Selected extract:
On Fri, Oct 04, 2002 at 04:42:27PM -0700, Michael Lazzaro wrote:

> [Draft Proposal: Symmetry between Attributes and Accessors]
> 
> It is proposed that class attributes may be treated as functionally 
> equivalent to an identically named accessor method.  In this manner, it 
> shall become irrelevant to callers whether a public attribute of an 
> object is implemented as an attribute, or an lvalue method.

Excellent.  When Chip was starting Topaz a lot of implementation
languages were suggested.  Eiffel seemed to have a lot going for it, and
this was one of its features that I really liked.

The argument, of course, is that the implementation is, well, just an
implementation detail and that exposing it to the class user breaks
encapsulation.

Data rows:
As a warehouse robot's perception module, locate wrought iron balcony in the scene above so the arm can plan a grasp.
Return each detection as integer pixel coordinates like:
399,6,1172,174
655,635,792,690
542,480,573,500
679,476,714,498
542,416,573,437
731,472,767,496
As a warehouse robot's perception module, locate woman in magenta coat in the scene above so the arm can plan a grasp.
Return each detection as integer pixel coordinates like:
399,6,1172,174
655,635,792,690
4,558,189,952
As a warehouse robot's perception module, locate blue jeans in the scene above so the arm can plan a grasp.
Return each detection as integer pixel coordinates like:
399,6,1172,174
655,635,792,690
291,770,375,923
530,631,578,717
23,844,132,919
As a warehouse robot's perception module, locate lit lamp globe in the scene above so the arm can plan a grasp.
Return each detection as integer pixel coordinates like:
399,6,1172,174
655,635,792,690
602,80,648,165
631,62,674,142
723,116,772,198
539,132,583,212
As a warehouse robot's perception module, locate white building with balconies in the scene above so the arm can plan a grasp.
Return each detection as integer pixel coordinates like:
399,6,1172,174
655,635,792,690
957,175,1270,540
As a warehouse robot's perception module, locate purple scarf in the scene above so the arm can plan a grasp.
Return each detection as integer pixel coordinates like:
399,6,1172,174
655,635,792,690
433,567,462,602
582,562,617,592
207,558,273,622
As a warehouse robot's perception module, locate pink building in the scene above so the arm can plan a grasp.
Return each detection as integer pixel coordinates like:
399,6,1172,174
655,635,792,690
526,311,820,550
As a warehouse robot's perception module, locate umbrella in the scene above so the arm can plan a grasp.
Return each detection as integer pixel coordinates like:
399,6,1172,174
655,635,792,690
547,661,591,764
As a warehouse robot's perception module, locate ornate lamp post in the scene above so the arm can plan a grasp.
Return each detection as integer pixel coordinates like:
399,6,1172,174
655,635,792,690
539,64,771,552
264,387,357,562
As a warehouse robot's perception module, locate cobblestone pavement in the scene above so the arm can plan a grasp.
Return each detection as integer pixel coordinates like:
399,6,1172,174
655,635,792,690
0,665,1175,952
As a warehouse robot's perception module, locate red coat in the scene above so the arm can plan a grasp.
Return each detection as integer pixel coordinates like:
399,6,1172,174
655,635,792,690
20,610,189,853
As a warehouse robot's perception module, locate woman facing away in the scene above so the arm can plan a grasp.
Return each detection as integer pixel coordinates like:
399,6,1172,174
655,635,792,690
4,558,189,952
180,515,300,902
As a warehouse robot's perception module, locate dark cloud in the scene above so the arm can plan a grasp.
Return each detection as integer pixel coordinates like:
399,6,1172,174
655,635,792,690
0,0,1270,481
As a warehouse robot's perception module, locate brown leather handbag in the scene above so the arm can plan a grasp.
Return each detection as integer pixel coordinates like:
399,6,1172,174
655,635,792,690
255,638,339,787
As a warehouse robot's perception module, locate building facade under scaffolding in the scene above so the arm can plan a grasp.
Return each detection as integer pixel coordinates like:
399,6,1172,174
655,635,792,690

Work required: Reproduce the part of the reply about attributes and accessors from "On Fri, Oct" up to and including "I really liked.".

Answer for this exercise:
On Fri, Oct 04, 2002 at 04:42:27PM -0700, Michael Lazzaro wrote:

> [Draft Proposal: Symmetry between Attributes and Accessors]
> 
> It is proposed that class attributes may be treated as functionally 
> equivalent to an identically named accessor method.  In this manner, it 
> shall become irrelevant to callers whether a public attribute of an 
> object is implemented as an attribute, or an lvalue method.

Excellent.  When Chip was starting Topaz a lot of implementation
languages were suggested.  Eiffel seemed to have a lot going for it, and
this was one of its features that I really liked.